#### YOUR OBJECTIVE:
Copy out all of the lines below, substituting "habitat survey" for every occurrence of "nesting-site count" and leaving everything else unchanged.

#### DATA TO USE:
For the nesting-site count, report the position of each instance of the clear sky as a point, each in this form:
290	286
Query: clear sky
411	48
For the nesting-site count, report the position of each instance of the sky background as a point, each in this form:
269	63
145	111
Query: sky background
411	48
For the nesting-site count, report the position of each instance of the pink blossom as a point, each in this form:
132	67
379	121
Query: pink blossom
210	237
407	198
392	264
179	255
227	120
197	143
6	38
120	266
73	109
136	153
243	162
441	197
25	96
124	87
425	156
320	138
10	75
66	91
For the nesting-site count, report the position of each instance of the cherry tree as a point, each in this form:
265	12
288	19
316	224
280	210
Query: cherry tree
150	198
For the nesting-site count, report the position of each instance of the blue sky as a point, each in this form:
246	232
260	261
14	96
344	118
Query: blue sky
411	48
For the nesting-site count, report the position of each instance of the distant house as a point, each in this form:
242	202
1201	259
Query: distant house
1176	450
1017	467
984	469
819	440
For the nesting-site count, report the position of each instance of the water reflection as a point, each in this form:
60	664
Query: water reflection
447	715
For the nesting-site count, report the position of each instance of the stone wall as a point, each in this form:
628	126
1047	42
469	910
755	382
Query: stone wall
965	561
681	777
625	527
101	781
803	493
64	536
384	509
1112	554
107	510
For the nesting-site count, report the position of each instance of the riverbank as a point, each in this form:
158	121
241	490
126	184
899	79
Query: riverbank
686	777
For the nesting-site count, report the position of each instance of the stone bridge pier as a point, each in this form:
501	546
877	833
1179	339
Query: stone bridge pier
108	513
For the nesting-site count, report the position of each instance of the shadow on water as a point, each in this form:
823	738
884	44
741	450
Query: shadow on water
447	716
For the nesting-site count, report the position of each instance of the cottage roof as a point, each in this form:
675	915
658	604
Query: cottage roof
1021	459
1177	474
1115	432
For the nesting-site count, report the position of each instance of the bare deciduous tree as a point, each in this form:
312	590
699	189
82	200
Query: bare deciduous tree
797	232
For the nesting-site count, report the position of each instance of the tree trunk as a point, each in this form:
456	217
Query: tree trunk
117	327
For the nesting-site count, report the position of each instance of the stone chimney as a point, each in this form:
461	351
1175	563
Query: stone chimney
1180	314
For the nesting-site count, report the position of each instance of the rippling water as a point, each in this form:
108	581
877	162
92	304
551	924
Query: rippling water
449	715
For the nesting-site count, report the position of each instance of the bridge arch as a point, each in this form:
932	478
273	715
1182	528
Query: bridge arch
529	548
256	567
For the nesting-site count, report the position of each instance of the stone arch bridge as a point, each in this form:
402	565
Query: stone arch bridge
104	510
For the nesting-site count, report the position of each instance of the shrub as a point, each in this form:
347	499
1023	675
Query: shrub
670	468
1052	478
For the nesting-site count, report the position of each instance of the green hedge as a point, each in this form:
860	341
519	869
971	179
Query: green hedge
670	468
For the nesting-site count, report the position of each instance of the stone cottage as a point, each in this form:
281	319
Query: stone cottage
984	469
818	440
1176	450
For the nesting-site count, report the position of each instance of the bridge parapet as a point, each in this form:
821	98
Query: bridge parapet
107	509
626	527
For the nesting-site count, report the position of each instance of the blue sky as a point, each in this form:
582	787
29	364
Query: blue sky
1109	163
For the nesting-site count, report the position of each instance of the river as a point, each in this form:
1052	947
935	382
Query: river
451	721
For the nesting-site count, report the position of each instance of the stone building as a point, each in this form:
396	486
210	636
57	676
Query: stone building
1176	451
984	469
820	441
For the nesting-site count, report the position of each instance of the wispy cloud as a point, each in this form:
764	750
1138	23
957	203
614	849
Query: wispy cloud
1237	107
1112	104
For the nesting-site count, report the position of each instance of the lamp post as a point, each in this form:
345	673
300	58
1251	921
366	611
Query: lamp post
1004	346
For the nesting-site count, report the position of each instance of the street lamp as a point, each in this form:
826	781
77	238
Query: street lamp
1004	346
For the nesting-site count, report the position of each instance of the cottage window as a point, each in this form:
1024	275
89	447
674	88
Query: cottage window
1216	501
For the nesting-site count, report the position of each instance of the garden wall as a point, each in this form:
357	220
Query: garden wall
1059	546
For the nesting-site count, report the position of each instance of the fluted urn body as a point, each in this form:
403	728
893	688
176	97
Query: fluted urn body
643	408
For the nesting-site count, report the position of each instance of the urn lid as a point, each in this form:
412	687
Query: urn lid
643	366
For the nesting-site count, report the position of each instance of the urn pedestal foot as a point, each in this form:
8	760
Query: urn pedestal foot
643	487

#### PROBLEM SOLUTION:
For the habitat survey, report the position of each instance of the clear sky as a point, each in this form:
290	286
Query: clear sky
411	48
For the habitat survey, report the position of each instance of the sky background as a point, each in this form:
269	63
145	111
Query: sky background
411	48
For the habitat survey, report the position of each instance of the pink blossom as a point, each in this form:
132	67
379	121
Query: pink blossom
210	237
407	198
392	264
179	255
227	120
197	143
6	38
120	266
73	109
136	153
243	162
441	197
25	96
124	87
425	156
320	138
10	75
66	91
For the habitat survey, report the position of each instance of the cherry tree as a point, each in this form:
265	12
288	19
316	224
280	210
Query: cherry tree
150	198
For the habitat survey, report the position of each instance of the blue sky as a point, each in this form:
246	232
260	261
14	96
344	118
Query: blue sky
411	48
For the habitat survey, report the position of each instance of the distant house as a point, each in this form:
242	202
1201	259
Query: distant house
1176	450
1017	467
984	469
819	440
For the habitat survey, report the position of each instance of the water reflection as a point, each in this form:
60	664
Query: water reflection
447	715
For the habitat survey, report the position of each instance of the stone wall as a point, each in this form:
628	126
1047	42
469	910
755	382
Query: stone wall
965	561
681	777
625	527
101	781
803	493
64	536
384	509
1112	554
107	510
For the habitat survey, report the position of each instance of the riverbank as a point, each in this form:
158	121
241	490
126	184
899	79
Query: riverbank
686	777
For the habitat survey, report the position of each instance of the stone bridge pier as a point, each in this form:
501	546
877	833
1179	339
Query: stone bridge pier
108	513
For the habitat survey, report the position of each instance of the shadow on water as a point, each in this form:
823	738
884	44
741	450
Query: shadow on water
447	716
For the habitat survey, report the position of each instance of the cottage roof as a point, each in this form:
675	915
658	604
Query: cottage roof
1021	459
1177	474
1115	432
For the habitat survey, report the position of each instance of the bare deciduous tree as a point, each in this form:
312	590
699	189
82	200
Query: bare deciduous tree
797	232
For the habitat survey, report the position of each instance of the tree trunk as a point, each in this form:
456	217
Query: tree trunk
117	327
For the habitat survey, report the position of each instance of the stone chimney as a point, each in this form:
461	351
1175	563
Query: stone chimney
1180	314
For the habitat survey, report the position of each instance of the rippling water as a point, each in this form:
108	581
877	162
92	304
551	924
Query: rippling water
449	715
For the habitat survey, report the position of each instance of the bridge arch as a point, each in this form:
932	478
273	715
1182	528
Query: bridge arch
529	548
256	567
For the habitat survey, report the position of each instance of the stone arch bridge as a point, each in this form:
402	565
Query: stone arch bridge
104	510
For the habitat survey, report the position of each instance of the shrub as a point, each in this form:
347	499
1023	675
Query: shrub
670	468
1052	478
For the habitat survey, report the position of each instance of the green hedge as a point, each in this form:
860	341
519	869
971	179
Query: green hedge
670	468
For the habitat survey, report the position of each instance of the stone cottage as a point, each in this form:
281	319
Query: stone cottage
984	469
818	440
1176	450
For the habitat survey, report the position of each instance of the bridge parapet as a point, each in this form:
821	98
Query: bridge parapet
107	509
626	527
For the habitat survey, report the position of each instance of the blue sky as a point, each in this form:
582	787
29	364
Query: blue sky
1109	163
For the habitat survey, report the position of each instance of the river as a point, each in this form:
1052	947
935	382
Query: river
451	721
For the habitat survey, report the position of each instance of the stone building as a point, each in this form:
396	486
210	636
57	676
Query: stone building
1176	451
984	469
820	441
For the habitat survey, report the position of each instance of the wispy cloud as a point, each in this form:
764	750
1138	23
957	203
614	849
Query: wispy cloud
1237	107
1112	104
For the habitat survey, report the position of each instance of the lamp post as a point, each in this form:
345	673
300	58
1251	921
366	611
Query: lamp post
1004	346
For the habitat survey, report the position of each instance of the street lamp as a point, each in this form:
826	781
77	238
Query: street lamp
1004	346
For the habitat survey, report the position of each instance of the cottage window as a point, each in this form:
1024	275
89	447
674	88
Query: cottage window
1216	501
For the habitat survey, report the position of each instance of the garden wall as a point, each in this form:
357	220
Query: garden wall
1059	546
For the habitat survey, report the position of each instance of the fluted urn body as a point, each in this form:
403	728
893	688
176	97
Query: fluted urn body
643	408
For the habitat survey, report the position of each instance of the urn lid as a point, each in this form:
412	687
Query: urn lid
643	366
For the habitat survey, report the position of each instance of the urn pedestal foot as a point, each in this form:
8	760
Query: urn pedestal foot
643	487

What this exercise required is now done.